**Exercise brief:** Copy every line of the records that includes the word "below".

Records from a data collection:
* * * * * * * * *

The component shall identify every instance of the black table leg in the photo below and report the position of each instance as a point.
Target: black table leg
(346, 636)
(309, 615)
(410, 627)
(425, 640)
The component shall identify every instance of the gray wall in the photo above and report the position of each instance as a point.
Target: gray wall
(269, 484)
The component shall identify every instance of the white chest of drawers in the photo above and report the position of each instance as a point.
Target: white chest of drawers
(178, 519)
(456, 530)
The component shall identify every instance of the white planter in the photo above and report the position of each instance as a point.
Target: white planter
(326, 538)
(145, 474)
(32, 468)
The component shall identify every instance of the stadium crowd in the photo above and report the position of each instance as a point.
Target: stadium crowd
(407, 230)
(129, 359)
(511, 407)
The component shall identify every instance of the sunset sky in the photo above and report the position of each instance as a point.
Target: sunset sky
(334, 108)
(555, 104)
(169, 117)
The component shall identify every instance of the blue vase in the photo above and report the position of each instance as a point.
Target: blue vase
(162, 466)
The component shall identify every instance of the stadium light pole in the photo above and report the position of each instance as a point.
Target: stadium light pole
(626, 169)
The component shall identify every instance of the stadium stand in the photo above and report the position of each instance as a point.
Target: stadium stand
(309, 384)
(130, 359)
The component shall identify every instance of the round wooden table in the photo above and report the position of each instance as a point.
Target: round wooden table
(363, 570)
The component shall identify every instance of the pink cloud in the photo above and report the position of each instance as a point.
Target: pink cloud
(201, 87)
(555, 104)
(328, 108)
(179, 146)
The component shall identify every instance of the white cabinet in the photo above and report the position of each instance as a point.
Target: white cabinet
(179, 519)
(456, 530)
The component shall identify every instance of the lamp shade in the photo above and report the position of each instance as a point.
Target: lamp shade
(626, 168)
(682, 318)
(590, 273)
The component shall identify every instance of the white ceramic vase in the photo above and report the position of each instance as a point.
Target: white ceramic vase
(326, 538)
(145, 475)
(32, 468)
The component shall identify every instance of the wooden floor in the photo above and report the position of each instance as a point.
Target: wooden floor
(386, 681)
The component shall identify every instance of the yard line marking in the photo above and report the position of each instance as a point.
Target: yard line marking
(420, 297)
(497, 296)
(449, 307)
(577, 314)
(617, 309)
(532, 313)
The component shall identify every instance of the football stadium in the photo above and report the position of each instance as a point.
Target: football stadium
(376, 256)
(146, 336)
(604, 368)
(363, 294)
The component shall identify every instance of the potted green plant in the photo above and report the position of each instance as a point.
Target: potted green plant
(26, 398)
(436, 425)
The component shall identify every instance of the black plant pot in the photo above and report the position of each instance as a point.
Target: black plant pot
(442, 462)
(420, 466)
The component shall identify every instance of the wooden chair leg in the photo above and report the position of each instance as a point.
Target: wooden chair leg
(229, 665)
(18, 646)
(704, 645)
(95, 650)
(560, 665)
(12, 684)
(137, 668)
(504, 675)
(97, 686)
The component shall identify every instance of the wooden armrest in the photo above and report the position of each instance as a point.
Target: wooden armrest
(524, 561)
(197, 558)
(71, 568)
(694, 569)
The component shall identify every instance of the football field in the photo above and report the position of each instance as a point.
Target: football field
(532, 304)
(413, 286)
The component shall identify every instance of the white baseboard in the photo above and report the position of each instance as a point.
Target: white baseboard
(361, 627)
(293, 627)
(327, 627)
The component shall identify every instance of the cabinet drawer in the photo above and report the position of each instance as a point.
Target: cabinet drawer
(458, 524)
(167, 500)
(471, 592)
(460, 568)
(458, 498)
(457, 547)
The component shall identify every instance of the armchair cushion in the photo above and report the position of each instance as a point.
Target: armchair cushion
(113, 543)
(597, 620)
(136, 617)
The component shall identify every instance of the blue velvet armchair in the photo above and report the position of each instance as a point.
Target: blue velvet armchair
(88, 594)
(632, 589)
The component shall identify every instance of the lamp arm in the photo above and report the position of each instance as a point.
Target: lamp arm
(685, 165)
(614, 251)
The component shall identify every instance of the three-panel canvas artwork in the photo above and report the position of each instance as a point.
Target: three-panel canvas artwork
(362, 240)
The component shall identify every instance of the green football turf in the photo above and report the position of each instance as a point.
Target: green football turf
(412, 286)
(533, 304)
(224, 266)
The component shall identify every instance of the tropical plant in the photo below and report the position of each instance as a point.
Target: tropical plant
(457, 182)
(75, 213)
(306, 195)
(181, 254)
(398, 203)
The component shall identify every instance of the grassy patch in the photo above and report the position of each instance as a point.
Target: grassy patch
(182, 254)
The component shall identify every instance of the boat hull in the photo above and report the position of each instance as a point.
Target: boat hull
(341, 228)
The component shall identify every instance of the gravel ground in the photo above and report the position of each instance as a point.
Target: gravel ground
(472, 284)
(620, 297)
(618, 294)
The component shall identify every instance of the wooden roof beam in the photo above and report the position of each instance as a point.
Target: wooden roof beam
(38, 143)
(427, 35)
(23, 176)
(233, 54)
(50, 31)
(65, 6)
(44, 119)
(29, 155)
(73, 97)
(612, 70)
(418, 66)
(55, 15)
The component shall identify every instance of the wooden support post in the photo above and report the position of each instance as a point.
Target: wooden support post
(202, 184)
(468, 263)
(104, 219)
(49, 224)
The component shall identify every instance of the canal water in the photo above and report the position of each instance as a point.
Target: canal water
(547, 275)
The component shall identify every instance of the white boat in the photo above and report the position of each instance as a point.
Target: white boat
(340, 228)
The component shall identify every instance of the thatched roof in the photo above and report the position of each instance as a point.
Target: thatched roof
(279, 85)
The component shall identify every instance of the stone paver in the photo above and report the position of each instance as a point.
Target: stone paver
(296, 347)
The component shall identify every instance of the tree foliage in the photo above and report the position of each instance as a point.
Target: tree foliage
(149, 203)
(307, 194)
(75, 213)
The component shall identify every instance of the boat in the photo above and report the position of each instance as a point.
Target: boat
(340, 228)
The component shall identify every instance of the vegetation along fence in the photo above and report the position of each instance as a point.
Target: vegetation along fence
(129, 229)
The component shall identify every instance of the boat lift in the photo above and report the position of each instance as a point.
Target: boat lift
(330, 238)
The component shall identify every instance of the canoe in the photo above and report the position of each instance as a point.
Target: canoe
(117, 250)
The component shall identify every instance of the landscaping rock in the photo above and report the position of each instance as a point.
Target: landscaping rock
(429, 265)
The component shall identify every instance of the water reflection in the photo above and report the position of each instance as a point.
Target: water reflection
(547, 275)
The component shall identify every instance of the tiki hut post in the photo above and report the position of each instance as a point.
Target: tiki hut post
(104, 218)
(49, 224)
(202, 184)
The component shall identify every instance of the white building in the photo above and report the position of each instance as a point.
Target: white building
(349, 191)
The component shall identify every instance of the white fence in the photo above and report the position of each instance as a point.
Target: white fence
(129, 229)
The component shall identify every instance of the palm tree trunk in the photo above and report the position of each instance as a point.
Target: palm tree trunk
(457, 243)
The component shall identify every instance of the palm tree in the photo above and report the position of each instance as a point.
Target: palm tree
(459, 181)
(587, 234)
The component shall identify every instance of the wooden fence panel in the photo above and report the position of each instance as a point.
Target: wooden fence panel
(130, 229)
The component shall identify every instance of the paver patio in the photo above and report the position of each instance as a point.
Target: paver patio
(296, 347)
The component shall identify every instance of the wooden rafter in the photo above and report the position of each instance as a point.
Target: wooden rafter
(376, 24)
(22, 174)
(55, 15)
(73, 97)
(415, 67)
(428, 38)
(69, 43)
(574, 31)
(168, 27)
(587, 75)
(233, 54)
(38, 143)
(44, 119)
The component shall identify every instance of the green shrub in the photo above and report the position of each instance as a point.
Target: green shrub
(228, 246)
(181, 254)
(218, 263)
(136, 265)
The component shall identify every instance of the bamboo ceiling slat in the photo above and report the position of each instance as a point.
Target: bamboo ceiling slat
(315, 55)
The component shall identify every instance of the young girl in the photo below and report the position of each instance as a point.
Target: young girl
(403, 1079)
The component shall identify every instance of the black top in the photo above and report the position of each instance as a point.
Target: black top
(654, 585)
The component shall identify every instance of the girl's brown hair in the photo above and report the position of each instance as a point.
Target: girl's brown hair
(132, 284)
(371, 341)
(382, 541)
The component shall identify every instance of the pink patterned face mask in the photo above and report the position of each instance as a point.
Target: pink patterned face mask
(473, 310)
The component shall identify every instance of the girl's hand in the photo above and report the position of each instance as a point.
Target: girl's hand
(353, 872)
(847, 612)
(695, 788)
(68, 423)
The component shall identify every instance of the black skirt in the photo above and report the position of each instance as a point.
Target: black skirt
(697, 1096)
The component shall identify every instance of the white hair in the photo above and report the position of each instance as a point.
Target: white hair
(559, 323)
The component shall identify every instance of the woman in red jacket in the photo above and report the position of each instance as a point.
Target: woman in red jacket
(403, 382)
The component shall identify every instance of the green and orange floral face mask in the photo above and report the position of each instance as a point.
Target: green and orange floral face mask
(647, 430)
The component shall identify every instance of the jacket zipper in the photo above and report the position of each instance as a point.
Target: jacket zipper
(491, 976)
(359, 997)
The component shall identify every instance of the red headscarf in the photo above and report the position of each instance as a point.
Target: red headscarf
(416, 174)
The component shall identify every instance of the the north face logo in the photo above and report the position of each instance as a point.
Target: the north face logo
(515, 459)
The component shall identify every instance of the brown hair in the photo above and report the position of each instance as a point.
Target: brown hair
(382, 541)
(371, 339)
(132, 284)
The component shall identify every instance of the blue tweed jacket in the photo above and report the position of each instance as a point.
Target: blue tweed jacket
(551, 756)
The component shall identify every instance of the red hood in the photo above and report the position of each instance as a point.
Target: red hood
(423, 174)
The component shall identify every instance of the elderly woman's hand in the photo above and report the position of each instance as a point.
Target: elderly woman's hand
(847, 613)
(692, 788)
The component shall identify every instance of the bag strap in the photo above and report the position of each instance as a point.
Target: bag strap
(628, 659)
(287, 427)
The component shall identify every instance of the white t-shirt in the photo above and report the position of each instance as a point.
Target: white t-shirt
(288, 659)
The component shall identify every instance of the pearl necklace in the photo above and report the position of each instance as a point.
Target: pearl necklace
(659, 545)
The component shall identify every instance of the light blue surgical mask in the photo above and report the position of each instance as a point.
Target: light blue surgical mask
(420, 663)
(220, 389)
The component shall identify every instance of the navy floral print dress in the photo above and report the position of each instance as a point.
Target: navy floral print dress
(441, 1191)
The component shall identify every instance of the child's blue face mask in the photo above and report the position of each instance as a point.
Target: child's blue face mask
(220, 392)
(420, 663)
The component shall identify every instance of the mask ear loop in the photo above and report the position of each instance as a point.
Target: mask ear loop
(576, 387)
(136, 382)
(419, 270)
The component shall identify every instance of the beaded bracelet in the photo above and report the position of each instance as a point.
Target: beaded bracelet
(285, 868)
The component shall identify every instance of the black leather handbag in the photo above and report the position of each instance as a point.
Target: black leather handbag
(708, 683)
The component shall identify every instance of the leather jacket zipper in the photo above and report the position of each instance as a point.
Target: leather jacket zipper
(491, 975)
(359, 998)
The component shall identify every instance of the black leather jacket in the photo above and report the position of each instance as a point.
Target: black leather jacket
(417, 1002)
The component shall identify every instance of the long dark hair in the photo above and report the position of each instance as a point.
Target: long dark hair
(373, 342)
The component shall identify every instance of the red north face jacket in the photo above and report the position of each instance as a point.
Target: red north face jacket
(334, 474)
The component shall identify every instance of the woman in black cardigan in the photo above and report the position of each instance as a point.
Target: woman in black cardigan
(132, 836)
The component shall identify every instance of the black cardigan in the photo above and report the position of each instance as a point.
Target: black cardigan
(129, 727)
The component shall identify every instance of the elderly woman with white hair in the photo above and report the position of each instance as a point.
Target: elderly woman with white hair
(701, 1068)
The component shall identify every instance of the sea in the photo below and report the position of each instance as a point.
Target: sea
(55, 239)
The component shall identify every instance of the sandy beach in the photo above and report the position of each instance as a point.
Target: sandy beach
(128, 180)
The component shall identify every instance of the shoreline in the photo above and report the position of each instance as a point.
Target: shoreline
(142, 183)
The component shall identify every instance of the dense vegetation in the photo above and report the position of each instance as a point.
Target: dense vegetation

* * * * * * * * *

**Output of the task:**
The component shall identify every instance of the black table leg in the photo below and report the position of each instance as a point.
The component shall identify every instance of the tropical plant in the photo below and report the position of each instance as a point.
The component shall identify every instance of the young girl in the photo below and report the position of each instance as a point.
The component shall identify every instance of the sea in the photo below and report the position of each instance as a point.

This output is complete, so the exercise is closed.